*BRIEF*
Carry on the article about Nuri Sahin's spell at Real Madrid, starting right after its final sentence.

Jurgen Klopp has been cautious with Nuri Sahin, tentatively reintroducing the player who had once been the fulcrum of his title-winning side. An initial return to the starting line-up coincided with a disastrous 4-1 home defeat to Hamburg in early February but, after five further appearances from the bench, the Turkey international truly marked his return from Real Madrid with two goals and a man-of-the-match display in the thumping of Freiburg. The 24-year-old looks to be back and it raises the question - where on earth has the real Nuri Sahin been for the past 18 months?
The move to Real Madrid in the summer of 2011 looked something of a bargain for the Spanish side at €10million, with Sahin having just been named the Bundesliga player of the year. Former Real star Paul Breitner told the club's official website: "Sahin is going to become one of the best midfielders around in Europe in the next few seasons." And yet, a knee injury hampered his progress. "Nuri is a great player, but he was injured when he went to play for Real Madrid," argues the protective Klopp. "That was his problem."
Well, it certainly didn't help but there seems to have been rather more to his difficulties than that. Opportunities were ludicrously limited, with the midfielder seeing more action for his national team than he managed in Real's La Liga winning campaign - a paltry 128 minutes spread over four matches and 90 of those coming once the title was effectively secured.
The extent to which Sahin should be held responsible for his failure to impress is tough to ascertain, not least because Real coach Jose Mourinho does not appear to regard the acquisition as a failure despite refusing him pitch time. Fellow Turk Hamit Altintop arrived at the Bernabeu that summer and was another who suffered an early injury before struggling to get on the field, making just two starts. Mourinho's view of his signature is revealing. Two stalled careers but one club counting the cash.

*EXTRACTED INFORMATION*
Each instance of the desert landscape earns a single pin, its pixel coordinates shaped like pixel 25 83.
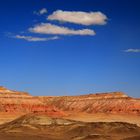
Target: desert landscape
pixel 69 70
pixel 100 116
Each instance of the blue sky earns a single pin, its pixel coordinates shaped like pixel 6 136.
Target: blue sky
pixel 45 53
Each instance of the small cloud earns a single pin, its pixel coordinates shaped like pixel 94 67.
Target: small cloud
pixel 132 50
pixel 41 12
pixel 78 17
pixel 35 39
pixel 47 28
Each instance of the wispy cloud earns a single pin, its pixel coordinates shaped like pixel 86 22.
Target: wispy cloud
pixel 47 28
pixel 41 12
pixel 35 39
pixel 78 17
pixel 132 50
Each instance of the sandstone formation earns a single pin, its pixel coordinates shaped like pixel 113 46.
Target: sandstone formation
pixel 40 127
pixel 22 102
pixel 114 102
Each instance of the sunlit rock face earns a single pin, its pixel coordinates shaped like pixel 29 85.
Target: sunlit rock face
pixel 114 102
pixel 22 102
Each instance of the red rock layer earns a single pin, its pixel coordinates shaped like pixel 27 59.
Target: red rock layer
pixel 22 102
pixel 115 102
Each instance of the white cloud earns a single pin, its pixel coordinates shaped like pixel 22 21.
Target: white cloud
pixel 35 39
pixel 41 12
pixel 47 28
pixel 78 17
pixel 132 50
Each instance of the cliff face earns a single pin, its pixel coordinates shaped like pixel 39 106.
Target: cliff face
pixel 14 101
pixel 115 102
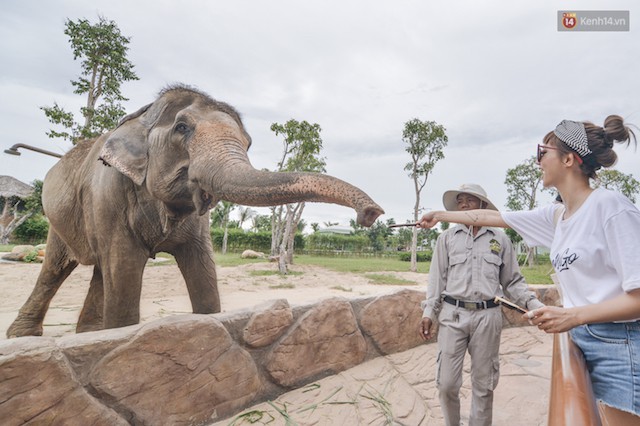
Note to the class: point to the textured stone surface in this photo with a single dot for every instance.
(37, 386)
(268, 323)
(325, 340)
(185, 379)
(392, 321)
(189, 370)
(400, 389)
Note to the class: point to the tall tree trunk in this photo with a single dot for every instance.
(282, 252)
(297, 215)
(414, 234)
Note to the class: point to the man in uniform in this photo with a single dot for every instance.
(470, 266)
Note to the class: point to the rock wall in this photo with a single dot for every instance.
(194, 369)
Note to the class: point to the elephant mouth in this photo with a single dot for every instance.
(202, 200)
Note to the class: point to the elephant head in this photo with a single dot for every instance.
(190, 151)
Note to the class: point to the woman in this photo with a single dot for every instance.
(594, 241)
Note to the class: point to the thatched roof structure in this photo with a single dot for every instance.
(12, 187)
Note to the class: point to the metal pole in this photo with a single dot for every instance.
(14, 150)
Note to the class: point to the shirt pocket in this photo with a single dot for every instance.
(491, 267)
(457, 267)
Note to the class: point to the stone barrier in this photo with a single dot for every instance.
(196, 369)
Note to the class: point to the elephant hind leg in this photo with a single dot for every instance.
(91, 316)
(56, 268)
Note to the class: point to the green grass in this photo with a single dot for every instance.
(270, 273)
(360, 264)
(385, 279)
(538, 274)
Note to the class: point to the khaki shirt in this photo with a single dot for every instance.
(474, 269)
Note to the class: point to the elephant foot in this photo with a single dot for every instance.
(24, 327)
(83, 328)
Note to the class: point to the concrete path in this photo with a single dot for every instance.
(400, 390)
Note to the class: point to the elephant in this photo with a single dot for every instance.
(146, 187)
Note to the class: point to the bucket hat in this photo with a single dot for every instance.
(449, 197)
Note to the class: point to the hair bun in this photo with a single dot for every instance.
(608, 142)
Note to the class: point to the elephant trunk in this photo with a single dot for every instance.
(235, 180)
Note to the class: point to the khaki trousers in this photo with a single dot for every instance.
(476, 331)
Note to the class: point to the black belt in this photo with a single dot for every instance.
(485, 304)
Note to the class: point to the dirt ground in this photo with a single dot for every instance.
(164, 291)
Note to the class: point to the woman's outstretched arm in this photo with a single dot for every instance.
(481, 217)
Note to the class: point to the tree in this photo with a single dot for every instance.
(523, 186)
(618, 181)
(425, 144)
(220, 217)
(17, 209)
(244, 214)
(261, 222)
(301, 153)
(103, 52)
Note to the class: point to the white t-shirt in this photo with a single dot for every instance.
(596, 252)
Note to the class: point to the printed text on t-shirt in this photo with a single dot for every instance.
(562, 262)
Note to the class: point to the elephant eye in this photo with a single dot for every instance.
(182, 128)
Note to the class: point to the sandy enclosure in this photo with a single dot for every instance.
(164, 291)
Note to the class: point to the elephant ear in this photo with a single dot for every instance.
(126, 148)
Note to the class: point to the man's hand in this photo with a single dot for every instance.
(428, 221)
(425, 328)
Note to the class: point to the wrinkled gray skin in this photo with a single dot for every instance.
(147, 187)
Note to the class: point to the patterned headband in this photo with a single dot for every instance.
(574, 135)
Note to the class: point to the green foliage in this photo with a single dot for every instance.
(523, 185)
(103, 53)
(34, 229)
(618, 181)
(33, 203)
(261, 223)
(32, 256)
(336, 242)
(239, 240)
(220, 214)
(302, 146)
(425, 141)
(421, 256)
(386, 279)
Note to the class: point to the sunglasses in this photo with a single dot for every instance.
(542, 149)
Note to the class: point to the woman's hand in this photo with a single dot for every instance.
(552, 319)
(428, 220)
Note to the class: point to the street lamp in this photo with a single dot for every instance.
(14, 150)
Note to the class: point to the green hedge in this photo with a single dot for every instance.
(239, 240)
(33, 230)
(335, 242)
(421, 256)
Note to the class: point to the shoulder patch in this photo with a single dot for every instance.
(495, 246)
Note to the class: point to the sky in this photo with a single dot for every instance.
(497, 74)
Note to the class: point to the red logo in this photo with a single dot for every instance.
(569, 20)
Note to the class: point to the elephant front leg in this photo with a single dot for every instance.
(199, 272)
(56, 268)
(122, 288)
(91, 316)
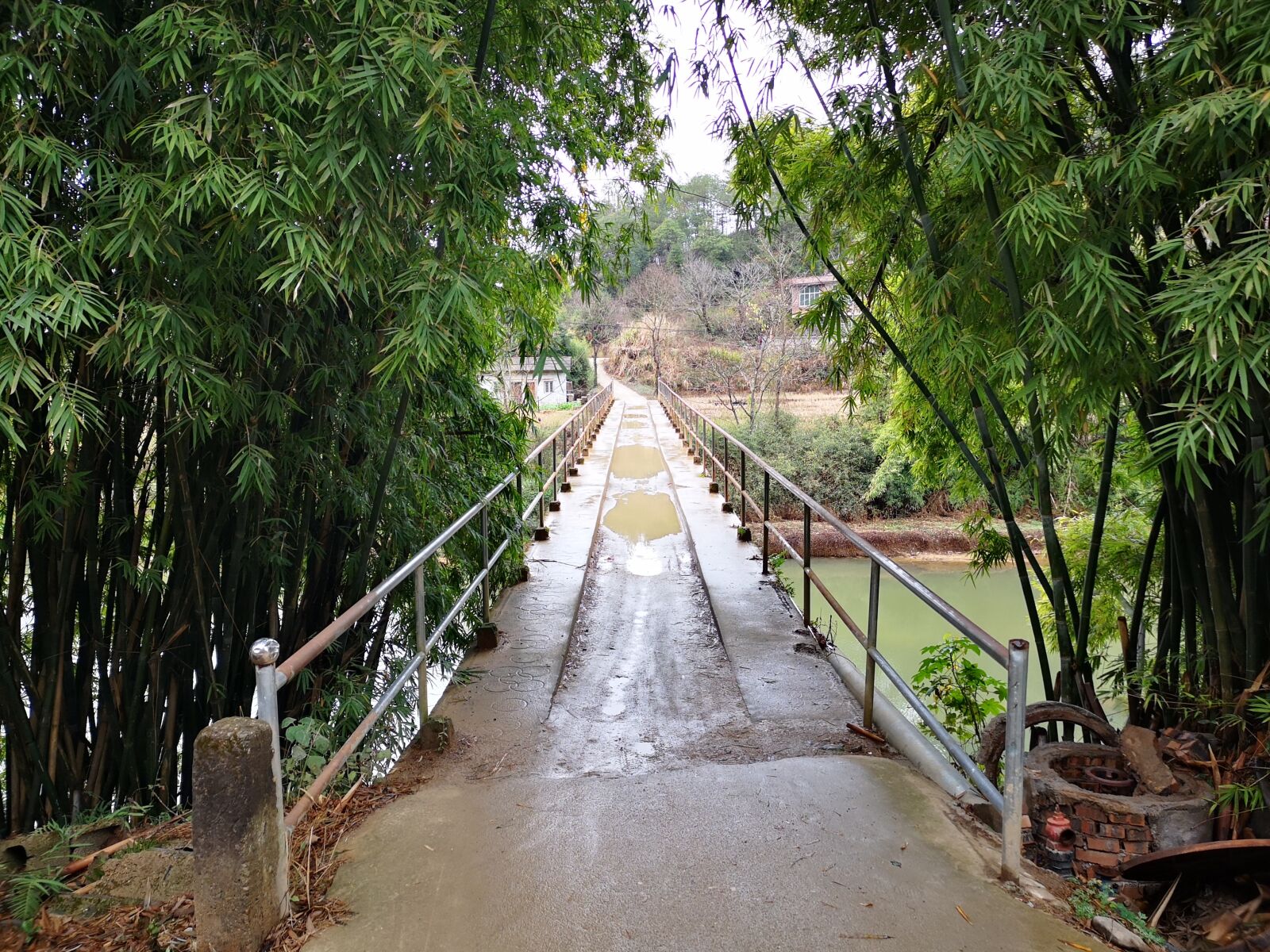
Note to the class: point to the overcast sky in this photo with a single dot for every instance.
(690, 146)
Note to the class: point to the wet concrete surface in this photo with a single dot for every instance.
(632, 765)
(802, 854)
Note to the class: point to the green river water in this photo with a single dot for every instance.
(907, 625)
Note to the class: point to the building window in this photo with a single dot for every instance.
(808, 294)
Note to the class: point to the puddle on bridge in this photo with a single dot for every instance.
(637, 463)
(643, 517)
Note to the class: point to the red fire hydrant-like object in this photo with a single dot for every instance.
(1057, 842)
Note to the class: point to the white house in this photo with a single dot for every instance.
(512, 378)
(804, 291)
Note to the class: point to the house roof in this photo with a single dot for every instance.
(530, 365)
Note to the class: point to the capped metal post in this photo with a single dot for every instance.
(806, 565)
(870, 666)
(768, 508)
(264, 655)
(421, 639)
(1013, 791)
(484, 562)
(727, 470)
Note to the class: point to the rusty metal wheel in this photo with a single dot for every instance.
(994, 740)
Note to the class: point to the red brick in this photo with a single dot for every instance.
(1110, 861)
(1103, 844)
(1128, 819)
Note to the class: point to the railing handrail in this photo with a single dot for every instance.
(1013, 659)
(264, 651)
(319, 643)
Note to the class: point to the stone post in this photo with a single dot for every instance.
(241, 847)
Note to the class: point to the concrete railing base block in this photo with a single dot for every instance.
(241, 846)
(487, 638)
(435, 734)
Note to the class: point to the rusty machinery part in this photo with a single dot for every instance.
(1106, 780)
(994, 742)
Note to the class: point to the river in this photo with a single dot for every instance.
(906, 625)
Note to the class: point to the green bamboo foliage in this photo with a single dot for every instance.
(254, 258)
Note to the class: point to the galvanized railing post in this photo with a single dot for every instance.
(543, 495)
(1013, 791)
(421, 639)
(727, 471)
(870, 666)
(768, 513)
(484, 564)
(264, 655)
(806, 565)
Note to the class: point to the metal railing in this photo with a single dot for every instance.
(563, 451)
(722, 452)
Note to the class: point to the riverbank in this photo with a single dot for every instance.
(929, 537)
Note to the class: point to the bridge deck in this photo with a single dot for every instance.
(645, 762)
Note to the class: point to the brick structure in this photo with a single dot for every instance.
(1109, 828)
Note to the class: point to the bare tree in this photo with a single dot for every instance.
(594, 321)
(653, 296)
(702, 286)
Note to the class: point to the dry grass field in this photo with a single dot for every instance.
(810, 405)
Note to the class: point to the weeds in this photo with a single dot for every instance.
(1098, 898)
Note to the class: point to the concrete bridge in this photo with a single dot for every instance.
(656, 758)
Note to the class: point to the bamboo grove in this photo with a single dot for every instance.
(1051, 228)
(253, 259)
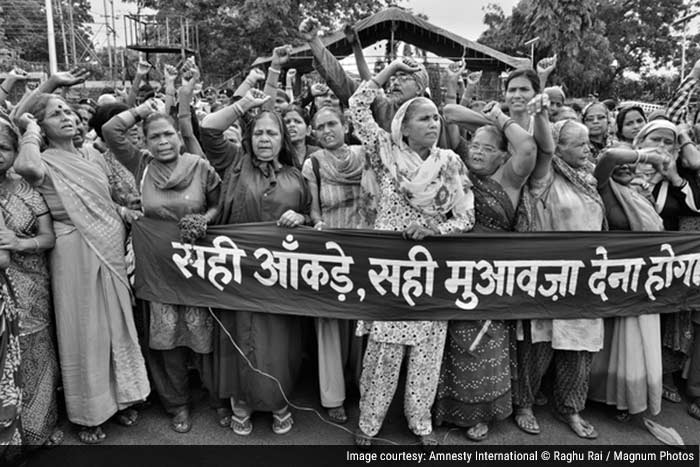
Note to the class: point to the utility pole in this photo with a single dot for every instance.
(53, 65)
(71, 26)
(63, 35)
(109, 47)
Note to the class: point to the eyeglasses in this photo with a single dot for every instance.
(486, 149)
(595, 118)
(403, 77)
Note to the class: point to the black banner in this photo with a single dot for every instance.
(359, 274)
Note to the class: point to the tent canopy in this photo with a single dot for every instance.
(409, 29)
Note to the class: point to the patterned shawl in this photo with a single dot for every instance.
(83, 188)
(435, 186)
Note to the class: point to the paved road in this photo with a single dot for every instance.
(153, 426)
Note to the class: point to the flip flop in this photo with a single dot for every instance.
(578, 425)
(478, 432)
(337, 415)
(526, 421)
(181, 423)
(282, 424)
(242, 426)
(127, 417)
(694, 410)
(91, 434)
(671, 394)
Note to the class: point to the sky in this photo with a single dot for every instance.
(462, 17)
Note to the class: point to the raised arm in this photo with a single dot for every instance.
(13, 77)
(326, 64)
(55, 81)
(542, 132)
(220, 151)
(545, 67)
(142, 70)
(619, 155)
(184, 115)
(524, 149)
(471, 87)
(28, 162)
(114, 134)
(677, 107)
(255, 75)
(354, 39)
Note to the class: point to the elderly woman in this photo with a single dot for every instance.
(298, 125)
(261, 183)
(475, 380)
(566, 199)
(102, 367)
(621, 375)
(596, 117)
(10, 377)
(176, 187)
(27, 235)
(334, 175)
(410, 186)
(675, 191)
(629, 121)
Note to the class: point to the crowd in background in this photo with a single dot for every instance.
(374, 154)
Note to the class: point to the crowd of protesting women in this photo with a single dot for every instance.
(376, 154)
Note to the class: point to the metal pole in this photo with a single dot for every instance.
(63, 34)
(71, 27)
(53, 65)
(109, 51)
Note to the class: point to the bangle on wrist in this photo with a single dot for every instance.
(639, 156)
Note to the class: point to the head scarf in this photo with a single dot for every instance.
(422, 78)
(658, 124)
(436, 186)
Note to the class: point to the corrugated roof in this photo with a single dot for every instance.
(413, 30)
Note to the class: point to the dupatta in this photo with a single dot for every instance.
(83, 188)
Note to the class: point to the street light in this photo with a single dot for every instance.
(684, 20)
(532, 43)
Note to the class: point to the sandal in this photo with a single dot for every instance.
(181, 423)
(671, 394)
(362, 441)
(527, 422)
(694, 409)
(428, 440)
(478, 432)
(127, 417)
(224, 417)
(578, 425)
(242, 426)
(91, 434)
(55, 439)
(282, 424)
(337, 415)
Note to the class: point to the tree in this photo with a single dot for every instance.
(25, 31)
(588, 36)
(233, 33)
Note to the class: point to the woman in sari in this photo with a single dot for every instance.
(597, 119)
(27, 236)
(102, 367)
(333, 174)
(627, 372)
(675, 191)
(181, 188)
(10, 376)
(261, 183)
(475, 380)
(413, 187)
(566, 199)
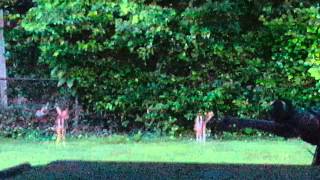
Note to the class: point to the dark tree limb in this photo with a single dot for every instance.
(14, 171)
(278, 129)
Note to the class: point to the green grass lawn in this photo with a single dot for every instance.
(13, 152)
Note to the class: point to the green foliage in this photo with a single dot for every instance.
(154, 64)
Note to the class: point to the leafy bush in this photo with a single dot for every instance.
(154, 65)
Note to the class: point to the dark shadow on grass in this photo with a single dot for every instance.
(155, 170)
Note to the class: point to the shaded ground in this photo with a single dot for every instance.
(127, 170)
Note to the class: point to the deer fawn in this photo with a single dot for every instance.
(61, 124)
(200, 125)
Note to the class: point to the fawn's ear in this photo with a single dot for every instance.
(58, 110)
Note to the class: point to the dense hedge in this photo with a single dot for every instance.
(154, 64)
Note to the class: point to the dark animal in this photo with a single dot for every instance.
(286, 121)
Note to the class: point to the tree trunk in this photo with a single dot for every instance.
(3, 69)
(316, 157)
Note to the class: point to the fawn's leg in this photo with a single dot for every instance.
(59, 135)
(316, 157)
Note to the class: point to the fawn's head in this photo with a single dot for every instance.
(63, 114)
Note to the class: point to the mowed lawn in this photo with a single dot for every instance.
(295, 152)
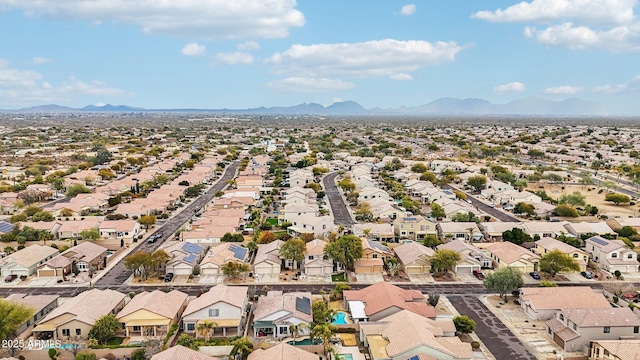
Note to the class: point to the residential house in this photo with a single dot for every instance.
(185, 257)
(41, 305)
(77, 315)
(151, 314)
(507, 254)
(221, 254)
(611, 255)
(407, 335)
(414, 258)
(25, 262)
(468, 231)
(225, 306)
(574, 329)
(311, 224)
(471, 258)
(275, 312)
(267, 259)
(545, 245)
(282, 351)
(316, 262)
(180, 352)
(542, 303)
(382, 299)
(414, 227)
(86, 256)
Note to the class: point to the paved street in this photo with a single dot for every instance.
(118, 274)
(494, 334)
(341, 214)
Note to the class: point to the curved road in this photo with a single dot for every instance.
(118, 274)
(341, 215)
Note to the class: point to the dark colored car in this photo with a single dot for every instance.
(587, 274)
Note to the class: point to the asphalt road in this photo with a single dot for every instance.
(494, 334)
(341, 215)
(118, 274)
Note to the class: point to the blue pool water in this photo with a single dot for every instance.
(340, 318)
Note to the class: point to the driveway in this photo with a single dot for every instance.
(500, 341)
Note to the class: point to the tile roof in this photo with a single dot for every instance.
(158, 302)
(383, 295)
(233, 295)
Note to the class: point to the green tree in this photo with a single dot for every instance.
(617, 198)
(516, 236)
(464, 324)
(477, 182)
(345, 250)
(293, 249)
(13, 315)
(104, 328)
(187, 341)
(504, 281)
(444, 260)
(556, 261)
(242, 347)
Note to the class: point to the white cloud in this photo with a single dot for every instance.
(248, 46)
(582, 11)
(510, 87)
(563, 90)
(401, 76)
(26, 87)
(203, 19)
(619, 39)
(408, 9)
(309, 85)
(234, 58)
(40, 60)
(193, 49)
(371, 58)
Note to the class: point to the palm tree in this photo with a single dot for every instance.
(205, 328)
(242, 347)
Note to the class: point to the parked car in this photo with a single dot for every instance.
(478, 274)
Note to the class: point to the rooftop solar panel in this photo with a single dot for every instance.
(303, 305)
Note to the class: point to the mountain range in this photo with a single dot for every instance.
(443, 106)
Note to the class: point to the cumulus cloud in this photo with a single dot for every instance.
(193, 49)
(510, 87)
(26, 87)
(583, 11)
(563, 90)
(408, 9)
(309, 85)
(371, 58)
(248, 46)
(234, 58)
(401, 76)
(619, 39)
(202, 19)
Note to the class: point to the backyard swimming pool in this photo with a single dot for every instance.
(340, 318)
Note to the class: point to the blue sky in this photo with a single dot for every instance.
(379, 53)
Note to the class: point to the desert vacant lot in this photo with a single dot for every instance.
(592, 197)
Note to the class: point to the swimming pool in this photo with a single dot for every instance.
(340, 318)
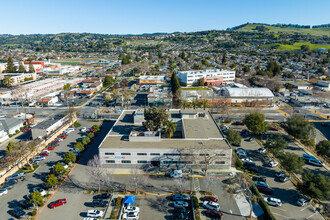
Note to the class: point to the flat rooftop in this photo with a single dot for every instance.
(122, 142)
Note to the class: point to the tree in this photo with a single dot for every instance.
(78, 146)
(21, 68)
(69, 157)
(59, 169)
(300, 128)
(155, 119)
(10, 66)
(255, 122)
(170, 129)
(31, 68)
(201, 81)
(52, 180)
(316, 186)
(85, 140)
(275, 143)
(7, 81)
(292, 162)
(10, 146)
(36, 198)
(234, 137)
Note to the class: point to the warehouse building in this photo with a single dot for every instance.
(197, 141)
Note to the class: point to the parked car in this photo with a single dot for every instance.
(57, 203)
(273, 201)
(18, 212)
(95, 213)
(265, 190)
(259, 179)
(99, 203)
(177, 197)
(178, 215)
(210, 199)
(211, 205)
(272, 164)
(3, 192)
(180, 204)
(103, 196)
(214, 214)
(303, 201)
(131, 216)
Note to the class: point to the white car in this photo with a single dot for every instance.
(95, 213)
(131, 216)
(273, 201)
(42, 191)
(3, 192)
(211, 205)
(272, 164)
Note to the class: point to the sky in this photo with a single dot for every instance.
(150, 16)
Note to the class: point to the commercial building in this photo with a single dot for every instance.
(197, 139)
(216, 76)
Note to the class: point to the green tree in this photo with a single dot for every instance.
(21, 68)
(170, 129)
(7, 81)
(69, 157)
(323, 148)
(52, 180)
(155, 119)
(300, 128)
(31, 68)
(10, 146)
(10, 66)
(36, 198)
(234, 137)
(316, 186)
(275, 143)
(292, 162)
(78, 146)
(255, 122)
(59, 169)
(85, 140)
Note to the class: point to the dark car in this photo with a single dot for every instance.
(25, 204)
(181, 210)
(214, 214)
(265, 190)
(259, 179)
(180, 216)
(103, 196)
(18, 212)
(99, 203)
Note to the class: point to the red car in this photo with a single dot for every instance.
(44, 154)
(273, 129)
(265, 190)
(57, 203)
(210, 199)
(26, 129)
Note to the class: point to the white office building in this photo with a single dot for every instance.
(188, 78)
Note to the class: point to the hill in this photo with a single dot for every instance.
(290, 30)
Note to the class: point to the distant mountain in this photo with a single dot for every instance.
(317, 30)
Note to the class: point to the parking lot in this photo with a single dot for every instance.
(286, 191)
(23, 188)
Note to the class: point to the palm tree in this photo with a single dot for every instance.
(170, 129)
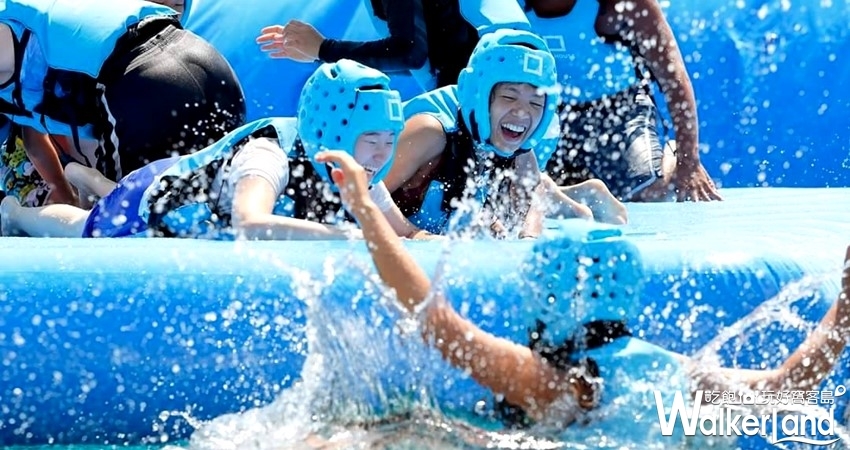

*RESULT BELOW*
"Altintop? A sporting failure, but a financial success," the Portuguese coach told France Football. "We signed him for free and he came here injured. That's not my fault. I don't concern myself with medical exams. Later he was sold and the club earned money. They didn't give him away. The management isn't only sporting but financial too." Mourinho added of Altintop's countryman, following his loan switch to Liverpool in August: "Sahin is a Real Madrid player on loan at Liverpool. He's not costing us anything. Liverpool are taking care of all the expenses and if we want to transfer him one day, he'll be sold for a very good price. We're not mistaken."
He might not be mistaken but it seems Brendan Rodgers could have been. Mourinho's comments on Sahin's Anfield switch were seized upon by British headline writers as a suggestion that a move to the Premier League would be good for the playmaker. There is another interpretation - that he was ill-suited to the English game all along. "The Premier League is a good place for players to pick up certain characteristics which he does not have," said Mourinho. After several months in the country, Sahin himself appeared to concur. "It's a very tough league and every team has their own style," he admitted in the Liverpool matchday programme. "I have never played in games such as the ones against Stoke and Everton before."
It can be tricky enough adapting to football in a new country but playing in an unfamiliar advanced position didn't make things any easier. With Rodgers keen to accommodate expensive arrival Joe Allen alongside Steven Gerrard and holding midfielder Lucas Leiva, Sahin was shoehorned in elsewhere. "I did not fail at Liverpool," he told AS. "Brendan Rodgers wanted me to play as a number 10 but I do not play behind the strikers. I talked to him and asked him why he was playing me there. It is not my real position. The coach could not answer me."
Sahin is not the only one confused by his treatment. "I do not know what Liverpool manager Brendan Rodgers was thinking," said Klopp. "However, playing him as a number 10 is not the best solution in my opinion." The Dortmund boss instead intends to focus on allowing the player to do what he does best and prompt the team's trademark fast transitions. He explains: "Nuri is an absolute quality player, and gives us a lot more options in midfield. Through his efforts, we can hope to integrate a great deal more attackers, such as Ilkay Gundogan."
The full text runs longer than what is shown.